▶ _Request_
Report every line of the records below that contains the string "pink". Case counts.

§ §

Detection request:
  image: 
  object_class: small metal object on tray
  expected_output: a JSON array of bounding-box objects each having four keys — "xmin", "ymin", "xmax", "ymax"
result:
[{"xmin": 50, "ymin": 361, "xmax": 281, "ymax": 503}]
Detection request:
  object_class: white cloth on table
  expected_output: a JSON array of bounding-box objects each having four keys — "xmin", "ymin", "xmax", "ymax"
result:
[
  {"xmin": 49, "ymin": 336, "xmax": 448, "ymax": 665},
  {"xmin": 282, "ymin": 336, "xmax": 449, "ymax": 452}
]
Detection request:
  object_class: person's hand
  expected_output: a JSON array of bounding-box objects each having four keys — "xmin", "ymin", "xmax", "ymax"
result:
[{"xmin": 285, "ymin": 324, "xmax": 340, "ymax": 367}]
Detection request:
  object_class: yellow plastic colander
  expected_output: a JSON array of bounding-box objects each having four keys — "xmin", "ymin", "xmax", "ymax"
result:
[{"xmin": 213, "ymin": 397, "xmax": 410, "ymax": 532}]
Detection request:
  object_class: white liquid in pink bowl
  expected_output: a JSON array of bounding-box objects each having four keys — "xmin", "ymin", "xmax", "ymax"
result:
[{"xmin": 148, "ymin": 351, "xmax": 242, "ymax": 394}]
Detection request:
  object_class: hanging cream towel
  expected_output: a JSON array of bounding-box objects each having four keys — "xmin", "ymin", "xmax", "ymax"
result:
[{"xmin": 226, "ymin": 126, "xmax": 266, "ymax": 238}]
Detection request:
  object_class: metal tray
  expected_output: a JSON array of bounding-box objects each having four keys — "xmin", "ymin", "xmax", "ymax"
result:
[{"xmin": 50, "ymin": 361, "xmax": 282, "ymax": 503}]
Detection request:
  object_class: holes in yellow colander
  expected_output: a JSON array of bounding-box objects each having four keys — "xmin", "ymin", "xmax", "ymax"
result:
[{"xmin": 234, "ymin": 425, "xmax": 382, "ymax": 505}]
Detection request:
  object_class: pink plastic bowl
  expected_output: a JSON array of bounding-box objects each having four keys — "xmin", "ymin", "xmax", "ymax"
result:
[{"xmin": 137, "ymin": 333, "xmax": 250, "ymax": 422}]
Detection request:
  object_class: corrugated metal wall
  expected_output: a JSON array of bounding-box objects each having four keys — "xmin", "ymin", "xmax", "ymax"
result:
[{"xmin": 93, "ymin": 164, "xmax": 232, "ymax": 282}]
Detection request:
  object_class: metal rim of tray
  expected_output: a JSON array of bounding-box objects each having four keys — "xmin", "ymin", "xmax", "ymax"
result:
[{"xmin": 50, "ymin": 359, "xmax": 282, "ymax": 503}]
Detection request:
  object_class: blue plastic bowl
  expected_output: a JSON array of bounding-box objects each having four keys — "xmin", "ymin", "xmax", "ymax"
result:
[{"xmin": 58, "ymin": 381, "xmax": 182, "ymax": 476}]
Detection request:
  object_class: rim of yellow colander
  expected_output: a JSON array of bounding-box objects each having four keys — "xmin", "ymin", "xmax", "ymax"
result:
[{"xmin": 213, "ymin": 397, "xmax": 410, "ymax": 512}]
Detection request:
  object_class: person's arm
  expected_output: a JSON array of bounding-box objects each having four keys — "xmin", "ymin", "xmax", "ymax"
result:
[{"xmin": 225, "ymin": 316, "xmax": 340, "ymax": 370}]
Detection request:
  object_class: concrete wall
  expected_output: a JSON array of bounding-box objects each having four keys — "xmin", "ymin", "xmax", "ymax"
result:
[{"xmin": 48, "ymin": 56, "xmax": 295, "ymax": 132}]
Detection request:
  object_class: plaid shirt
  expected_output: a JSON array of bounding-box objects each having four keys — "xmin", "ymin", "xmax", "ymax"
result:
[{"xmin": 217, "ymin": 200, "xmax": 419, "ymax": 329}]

§ §

▶ _Exercise answer_
  object_class: white liquid in pink bowl
  object_class: pink plastic bowl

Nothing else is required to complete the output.